THE TASK:
Return every line of the entries that includes the word "coordinates".

Photo-based referring expression data:
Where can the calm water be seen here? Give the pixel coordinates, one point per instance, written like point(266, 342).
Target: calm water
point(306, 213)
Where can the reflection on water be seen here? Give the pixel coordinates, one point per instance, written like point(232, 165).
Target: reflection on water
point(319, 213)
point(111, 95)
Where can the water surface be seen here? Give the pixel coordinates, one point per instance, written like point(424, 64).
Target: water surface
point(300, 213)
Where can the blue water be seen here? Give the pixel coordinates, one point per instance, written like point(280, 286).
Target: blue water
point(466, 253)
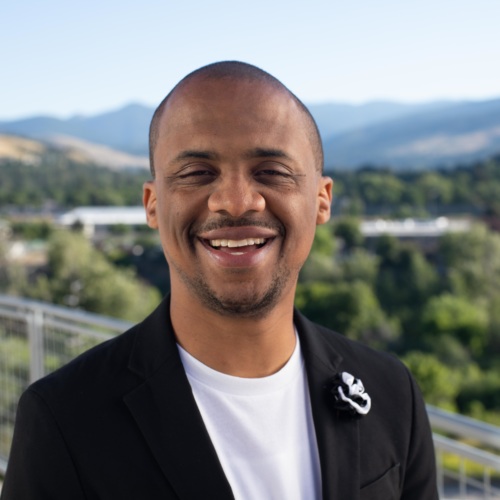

WORKED SOLUTION:
Where can the calm water be seen here? Give the pixel coordinates, one point per instance, written like point(266, 342).
Where can the reflection on water be seen here? Give the pixel coordinates, one point per instance, written like point(232, 165).
Where can the water surface be seen here? Give the pixel coordinates, one point per instance, written like point(424, 64).
Where can the blue water be seen here? Give the pixel coordinates, one point per instance, written like point(280, 286).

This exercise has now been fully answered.